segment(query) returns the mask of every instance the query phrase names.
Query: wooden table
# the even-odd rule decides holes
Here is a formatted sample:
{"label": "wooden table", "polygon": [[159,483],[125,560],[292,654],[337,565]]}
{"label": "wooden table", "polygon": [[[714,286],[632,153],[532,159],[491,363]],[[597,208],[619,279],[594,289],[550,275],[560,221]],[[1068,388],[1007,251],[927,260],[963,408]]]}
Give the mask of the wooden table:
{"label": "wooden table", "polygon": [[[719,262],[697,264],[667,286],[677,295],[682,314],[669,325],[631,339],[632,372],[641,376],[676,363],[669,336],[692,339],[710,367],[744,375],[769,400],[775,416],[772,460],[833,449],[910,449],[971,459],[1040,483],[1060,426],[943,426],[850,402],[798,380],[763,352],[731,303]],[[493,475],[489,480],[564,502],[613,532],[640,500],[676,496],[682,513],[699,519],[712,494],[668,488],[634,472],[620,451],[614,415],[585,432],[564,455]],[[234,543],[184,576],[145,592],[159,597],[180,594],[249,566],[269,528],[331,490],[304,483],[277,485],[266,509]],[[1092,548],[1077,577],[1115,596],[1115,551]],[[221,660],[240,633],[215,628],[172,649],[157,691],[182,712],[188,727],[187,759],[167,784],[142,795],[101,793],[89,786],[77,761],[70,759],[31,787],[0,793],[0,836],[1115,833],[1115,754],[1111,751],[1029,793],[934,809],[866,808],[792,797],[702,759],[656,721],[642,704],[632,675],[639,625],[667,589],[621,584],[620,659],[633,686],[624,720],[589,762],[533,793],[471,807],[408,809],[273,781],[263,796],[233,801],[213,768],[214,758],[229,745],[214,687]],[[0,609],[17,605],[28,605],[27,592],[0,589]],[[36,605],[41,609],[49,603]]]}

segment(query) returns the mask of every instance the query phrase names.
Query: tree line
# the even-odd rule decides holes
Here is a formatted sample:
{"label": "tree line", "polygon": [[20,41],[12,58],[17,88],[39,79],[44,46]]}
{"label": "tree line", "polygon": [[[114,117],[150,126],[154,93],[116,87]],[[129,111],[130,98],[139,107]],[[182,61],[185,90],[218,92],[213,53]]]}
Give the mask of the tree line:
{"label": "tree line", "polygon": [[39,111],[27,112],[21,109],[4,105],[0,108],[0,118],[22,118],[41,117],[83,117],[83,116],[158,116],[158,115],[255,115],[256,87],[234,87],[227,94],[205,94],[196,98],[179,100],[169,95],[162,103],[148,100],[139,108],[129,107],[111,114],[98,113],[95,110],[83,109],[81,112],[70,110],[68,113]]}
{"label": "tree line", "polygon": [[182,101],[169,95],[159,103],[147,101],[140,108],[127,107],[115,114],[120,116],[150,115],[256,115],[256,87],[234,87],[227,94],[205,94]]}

**What is needed**. Copy the listing above line for line, with nothing changed.

**Written response**.
segment(query) returns the mask of every instance the query phrase names.
Query: wooden table
# the even-odd rule decides holes
Here is a formatted sample:
{"label": "wooden table", "polygon": [[159,483],[125,560],[292,654],[337,565]]}
{"label": "wooden table", "polygon": [[[714,286],[632,153],[532,159],[491,363]],[[597,208],[619,279],[594,289],[550,275],[560,221]],[[1068,388],[1007,251],[927,260],[963,408]]]}
Give the mask of the wooden table:
{"label": "wooden table", "polygon": [[[719,262],[697,264],[667,286],[677,295],[682,314],[669,325],[631,339],[632,372],[641,376],[676,363],[669,336],[692,339],[710,367],[744,375],[769,400],[775,416],[772,460],[833,449],[910,449],[971,459],[1040,483],[1060,426],[943,426],[850,402],[798,380],[763,352],[731,303]],[[493,475],[489,480],[564,502],[613,532],[640,500],[676,496],[682,513],[699,519],[712,494],[668,488],[634,472],[620,451],[614,415],[585,432],[564,455]],[[234,543],[184,576],[145,592],[159,597],[180,594],[249,566],[269,528],[331,490],[304,483],[277,485],[266,509]],[[1092,548],[1077,577],[1115,596],[1115,551]],[[221,660],[240,633],[215,628],[172,649],[157,691],[182,712],[188,727],[187,759],[167,784],[142,795],[101,793],[89,786],[77,761],[70,759],[31,787],[0,793],[0,836],[1115,833],[1115,754],[1111,751],[1029,793],[934,809],[866,808],[792,797],[702,759],[656,721],[642,704],[632,675],[639,625],[667,589],[621,584],[620,659],[633,686],[624,720],[589,762],[533,793],[471,807],[408,809],[273,781],[263,796],[233,801],[213,768],[214,758],[229,745],[214,687]],[[0,609],[17,605],[28,605],[27,592],[0,589]],[[36,605],[41,609],[49,603]]]}

segment(query) returns the mask of every instance the query phrase names.
Query: tree line
# the even-odd rule decides holes
Here is a formatted sample:
{"label": "tree line", "polygon": [[20,41],[12,58],[17,88],[39,79],[44,46]]}
{"label": "tree line", "polygon": [[[114,117],[150,126],[154,93],[116,87]],[[129,111],[130,98],[139,107]],[[182,61],[185,90],[218,92],[213,53]]]}
Give the mask of the tree line:
{"label": "tree line", "polygon": [[39,111],[27,112],[21,109],[4,105],[0,108],[0,118],[22,118],[41,117],[83,117],[83,116],[158,116],[158,115],[255,115],[256,87],[234,87],[227,94],[205,94],[196,98],[179,100],[169,95],[162,103],[148,100],[139,108],[129,107],[111,114],[98,113],[95,110],[83,109],[81,112],[70,110],[68,113]]}
{"label": "tree line", "polygon": [[182,101],[169,95],[159,103],[147,101],[140,108],[127,107],[115,114],[120,116],[150,115],[256,115],[256,87],[234,87],[227,94],[205,94]]}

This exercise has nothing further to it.